The request: Render each line of text in the listing below as one string in a JSON list, leaving out blank lines. Leave the pictures out of your answer.

Given entries:
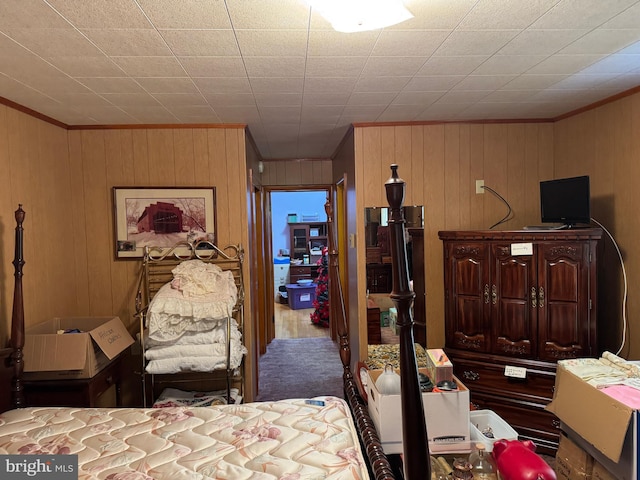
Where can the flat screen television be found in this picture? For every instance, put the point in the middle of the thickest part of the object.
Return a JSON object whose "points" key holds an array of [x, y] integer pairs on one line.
{"points": [[566, 201]]}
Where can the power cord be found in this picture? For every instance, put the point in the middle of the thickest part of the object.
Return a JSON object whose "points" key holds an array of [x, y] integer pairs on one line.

Solved problem:
[
  "Where can the flat screen television be found in this picture? For every instance, put the point in the middle of the thickest part of the object.",
  "Return a JSON object whose \"points\" key holds an array of [x, y] integer pairs on one line.",
  "{\"points\": [[566, 201]]}",
  "Where can the power cord be found in this picture? For every instance, put the point in the middle of the thickest part of the object.",
  "Return a JSON object whose \"points\" key holds an array of [x, y] integer pairs on one line."
]